_Set exercise:_ Output every line of the listing below as a JSON list of strings, with one string per line and any blank lines left out.

[Data extracted from a collection]
--------------------
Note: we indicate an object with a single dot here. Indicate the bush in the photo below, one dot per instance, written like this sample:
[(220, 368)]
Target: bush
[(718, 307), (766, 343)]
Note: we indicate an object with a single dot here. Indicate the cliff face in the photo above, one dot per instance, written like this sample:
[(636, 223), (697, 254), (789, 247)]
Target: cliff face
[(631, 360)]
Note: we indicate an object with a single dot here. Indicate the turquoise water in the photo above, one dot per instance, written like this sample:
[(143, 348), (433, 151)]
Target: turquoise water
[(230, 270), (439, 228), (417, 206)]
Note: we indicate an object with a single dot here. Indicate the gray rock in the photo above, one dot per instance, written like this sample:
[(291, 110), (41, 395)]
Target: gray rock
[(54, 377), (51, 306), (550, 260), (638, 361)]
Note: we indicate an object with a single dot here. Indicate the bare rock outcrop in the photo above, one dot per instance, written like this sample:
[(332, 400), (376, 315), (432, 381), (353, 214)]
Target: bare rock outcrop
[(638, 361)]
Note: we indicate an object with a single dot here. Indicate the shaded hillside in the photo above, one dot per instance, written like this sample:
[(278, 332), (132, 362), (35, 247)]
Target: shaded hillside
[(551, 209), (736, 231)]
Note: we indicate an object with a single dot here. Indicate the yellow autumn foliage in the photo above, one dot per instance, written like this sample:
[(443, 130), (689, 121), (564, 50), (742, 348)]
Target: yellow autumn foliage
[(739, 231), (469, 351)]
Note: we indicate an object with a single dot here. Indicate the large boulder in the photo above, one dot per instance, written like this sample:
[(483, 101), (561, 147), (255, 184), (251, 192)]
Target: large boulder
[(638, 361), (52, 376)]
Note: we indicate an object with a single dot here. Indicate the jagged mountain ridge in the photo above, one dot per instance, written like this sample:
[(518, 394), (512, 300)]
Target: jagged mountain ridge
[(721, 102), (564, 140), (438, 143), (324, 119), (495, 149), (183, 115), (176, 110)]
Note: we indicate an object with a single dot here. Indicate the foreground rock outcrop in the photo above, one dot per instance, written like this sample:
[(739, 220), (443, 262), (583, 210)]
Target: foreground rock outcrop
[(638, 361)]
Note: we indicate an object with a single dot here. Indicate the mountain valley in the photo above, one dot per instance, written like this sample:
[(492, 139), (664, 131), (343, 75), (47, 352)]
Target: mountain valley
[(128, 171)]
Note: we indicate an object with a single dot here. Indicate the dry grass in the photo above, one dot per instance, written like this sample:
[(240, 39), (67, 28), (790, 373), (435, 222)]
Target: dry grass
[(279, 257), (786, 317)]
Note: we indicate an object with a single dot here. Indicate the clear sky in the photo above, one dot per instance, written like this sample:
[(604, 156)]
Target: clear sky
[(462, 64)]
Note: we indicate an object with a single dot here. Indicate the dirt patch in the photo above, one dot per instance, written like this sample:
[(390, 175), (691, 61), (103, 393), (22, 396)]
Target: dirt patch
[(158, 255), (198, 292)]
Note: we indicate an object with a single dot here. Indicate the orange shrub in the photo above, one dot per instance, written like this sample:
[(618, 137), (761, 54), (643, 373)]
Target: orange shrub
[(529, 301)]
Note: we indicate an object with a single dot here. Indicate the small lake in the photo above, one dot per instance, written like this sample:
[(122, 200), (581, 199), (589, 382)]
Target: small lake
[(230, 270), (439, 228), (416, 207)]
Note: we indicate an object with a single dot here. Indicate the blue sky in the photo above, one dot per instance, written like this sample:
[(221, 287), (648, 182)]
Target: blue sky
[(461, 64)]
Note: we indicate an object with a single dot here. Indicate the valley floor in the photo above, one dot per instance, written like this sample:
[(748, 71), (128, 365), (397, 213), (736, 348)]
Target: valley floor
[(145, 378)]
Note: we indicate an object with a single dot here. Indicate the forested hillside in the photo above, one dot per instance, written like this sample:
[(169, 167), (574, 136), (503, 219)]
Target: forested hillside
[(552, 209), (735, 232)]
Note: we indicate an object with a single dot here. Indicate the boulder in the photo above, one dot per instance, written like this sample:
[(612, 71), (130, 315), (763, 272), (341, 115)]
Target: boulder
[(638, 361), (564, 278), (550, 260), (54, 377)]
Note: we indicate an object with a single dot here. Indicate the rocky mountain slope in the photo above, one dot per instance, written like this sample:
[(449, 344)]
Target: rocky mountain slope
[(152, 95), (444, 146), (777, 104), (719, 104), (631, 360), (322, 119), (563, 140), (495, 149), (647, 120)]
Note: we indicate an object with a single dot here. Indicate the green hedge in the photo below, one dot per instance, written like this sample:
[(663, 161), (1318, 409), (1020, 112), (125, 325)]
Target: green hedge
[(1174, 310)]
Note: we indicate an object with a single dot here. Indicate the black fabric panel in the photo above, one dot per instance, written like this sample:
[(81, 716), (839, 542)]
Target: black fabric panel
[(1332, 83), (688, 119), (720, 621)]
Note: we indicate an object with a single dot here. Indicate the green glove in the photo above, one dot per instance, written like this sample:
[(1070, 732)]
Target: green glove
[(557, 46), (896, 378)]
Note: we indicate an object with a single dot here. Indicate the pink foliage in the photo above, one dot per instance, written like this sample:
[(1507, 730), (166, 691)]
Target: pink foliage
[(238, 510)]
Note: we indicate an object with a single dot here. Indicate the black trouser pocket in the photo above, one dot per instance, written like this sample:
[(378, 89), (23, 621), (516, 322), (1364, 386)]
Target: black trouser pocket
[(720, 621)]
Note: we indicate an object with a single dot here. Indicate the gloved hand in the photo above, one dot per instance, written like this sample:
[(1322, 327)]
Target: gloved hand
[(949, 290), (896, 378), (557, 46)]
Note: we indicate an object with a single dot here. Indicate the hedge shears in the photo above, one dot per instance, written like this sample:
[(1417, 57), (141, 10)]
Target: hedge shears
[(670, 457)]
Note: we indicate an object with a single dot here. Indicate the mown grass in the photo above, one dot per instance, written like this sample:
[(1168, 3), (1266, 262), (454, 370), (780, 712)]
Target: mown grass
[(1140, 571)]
--------------------
_Response to the task:_
[
  "Note: we indicate an object with a single dot here. Indicate the bush in the photo below, one dot per instance, written like this sample:",
  "[(220, 368)]",
  "Target: bush",
  "[(718, 307), (766, 343)]",
  "Note: we indicate an object with a single dot here. Indicate the cliff face in the photo above, one dot per instance, written like this sample:",
  "[(636, 223), (697, 254), (789, 247)]",
  "Target: cliff face",
  "[(631, 360)]",
  "Note: we indicate an object with a single dot here. Indicate the turquoise water in the photo above, one dot per instance, written like this sample:",
  "[(143, 348), (433, 151)]",
  "Target: turquoise water",
  "[(230, 270), (439, 228), (417, 206)]",
  "Note: we indicate an object with a single dot here. Indicate the gray rock in the photo above, one dot per instance, written like this sample:",
  "[(291, 110), (41, 395)]",
  "Target: gray rock",
  "[(54, 377), (51, 306), (550, 260), (638, 361)]",
  "Note: we indicate an object with a single dot here. Indicate the bare rock outcrop in the photo above, one dot per instance, written like this sample:",
  "[(332, 400), (376, 315), (432, 381), (353, 214)]",
  "Target: bare rock outcrop",
  "[(638, 361)]",
  "Note: we indicate an object with a single dot here. Indicate the shaded hillside in the photo above, one dot per instance, written like this sample:",
  "[(278, 332), (132, 362), (35, 247)]",
  "Target: shaded hillside",
  "[(551, 209), (736, 231)]",
  "Note: we indicate an object with a single dot here. Indicate the yellow autumn foliage in the photo above, one dot per instance, written like this sample:",
  "[(443, 130), (689, 121), (564, 50), (742, 348)]",
  "Target: yellow autumn foliage",
  "[(739, 231), (469, 351)]",
  "Note: we indicate an object with a single dot here. Indicate the large boulder in the photo above, one dot per instance, written like this sample:",
  "[(483, 101), (561, 147), (255, 184), (251, 192)]",
  "Target: large boulder",
  "[(638, 361), (52, 376)]",
  "Note: we indicate an object with a single dot here. Indicate the jagged mountain ridge in the photo above, one dot per instance, written like this sample:",
  "[(518, 394), (512, 300)]",
  "Target: jagged mountain ridge",
  "[(721, 102), (564, 140), (438, 143), (324, 119), (495, 149), (183, 115), (176, 110)]",
  "Note: we indicate an object with a single dot here. Indicate the foreground rock outcrop in the photo above, one dot per instance, written like this sample:",
  "[(739, 220), (443, 262), (583, 210)]",
  "Target: foreground rock outcrop",
  "[(638, 361)]",
  "Note: we indicate an object with a single dot here. Indicate the mountain valley in the photo above, one dot per instance, written like this sample:",
  "[(492, 139), (664, 131), (343, 75), (47, 352)]",
  "Target: mountain valley",
  "[(128, 171)]",
  "Note: we indicate an object with a single dot here. Indicate the dry grass in the photo above, one dot per instance, written like this sample:",
  "[(240, 39), (67, 28), (790, 373), (435, 222)]",
  "Target: dry grass",
  "[(279, 257), (786, 317)]",
  "Note: we indicate an object with a single dot here. Indicate the clear sky in the photo above, one dot per instance, written like this sample:",
  "[(604, 156)]",
  "Target: clear sky",
  "[(462, 64)]",
  "Note: we indicate an object with a single dot here. Indicate the dirt patch in the photo above, one dot per instance, written like this sample:",
  "[(390, 175), (691, 61), (103, 393), (22, 396)]",
  "Target: dirt patch",
  "[(158, 255), (198, 292)]",
  "Note: we indicate an object with a single dot here. Indicate the orange shrub in the photo above, one dot per instance, written like this sample:",
  "[(618, 137), (761, 54), (643, 373)]",
  "Target: orange shrub",
  "[(529, 301)]",
  "Note: we indicate an object with a single dot here. Indicate the small lake in the photo above, one dot per instance, written like this sample:",
  "[(122, 200), (581, 199), (589, 382)]",
  "Target: small lake",
  "[(230, 270), (439, 228), (416, 207)]",
  "Note: we indicate an object with a single dot here. Indicate the blue sky in the photo above, one dot per instance, written like this sample:",
  "[(221, 287), (648, 182)]",
  "Target: blue sky",
  "[(461, 64)]",
  "Note: we indicate an object with a single dot here. Indicate the valley floor in the photo above, one dot per instance, written like this sample:",
  "[(748, 71), (128, 365), (397, 213), (736, 348)]",
  "Target: valley floor",
  "[(145, 378)]",
  "Note: we indicate an object with a single dot here. Indicate the forested hillside in the photo above, one dot per instance, written like this sample:",
  "[(169, 167), (574, 136), (503, 219)]",
  "Target: forested hillside",
  "[(552, 209), (735, 232)]",
  "Note: we indicate an object with a single dot here. Indicate the boulder in the photo above, one dot per instance, written like this sample:",
  "[(612, 71), (130, 315), (763, 272), (341, 115)]",
  "Target: boulder",
  "[(638, 361), (564, 278), (550, 260), (54, 377)]",
  "Note: we indicate an object with a single dot here. Indicate the rocky mountain slope in the photo above, one dot per instance, written like this sample:",
  "[(449, 344)]",
  "Target: rocky mountain slope",
  "[(152, 95), (444, 146), (777, 104), (719, 104), (631, 360), (322, 119), (563, 140), (495, 149), (647, 120)]",
  "Note: we indicate an object with a single dot here. Indicate the green hedge in the photo below, one dot per instance, written like this sample:",
  "[(663, 161), (1318, 409), (1020, 112), (125, 325)]",
  "Target: green hedge",
  "[(1174, 310)]",
  "Note: we indicate an object with a single dot here. Indicate the black fabric panel in the photo above, one dot per instance, written like this sample:",
  "[(81, 716), (839, 542)]",
  "Target: black fabric panel",
  "[(1332, 83), (688, 119), (720, 621)]",
  "Note: we indicate an object with a single dot here. Indicate the green glove in the photo above, one dot per instance, written like this sample:",
  "[(1070, 732)]",
  "Target: green glove",
  "[(557, 46), (896, 378)]",
  "Note: we indicate an object with a single dot here. Indicate the pink foliage in the photo above, one dot per instance, written like this sample:",
  "[(1507, 730), (166, 691)]",
  "Target: pink foliage",
  "[(238, 510)]",
  "Note: we indicate an object with a single dot here. Indicate the black trouser pocket in the photo above, one dot per instance, written like this sample:",
  "[(378, 89), (23, 621), (516, 322), (1364, 386)]",
  "Target: black trouser pocket",
  "[(720, 621)]",
  "Note: we indicate an object with a single dot here. Indicate the gloved hand in the photo above, one dot per instance, written like this sample:",
  "[(1322, 327)]",
  "Target: gloved hand",
  "[(949, 290), (896, 378), (557, 46)]",
  "Note: we indicate an object with a single dot here. Indicate the hedge shears in the photo above, one dot per instance, written like this sample:",
  "[(1417, 57), (141, 10)]",
  "Target: hedge shears",
  "[(670, 457)]",
  "Note: we indicate an object with a single dot here. Indicate the mown grass in the photo above, one dot per instance, written like this sample:",
  "[(1168, 3), (1266, 262), (454, 370), (780, 712)]",
  "Target: mown grass",
  "[(1140, 571)]"
]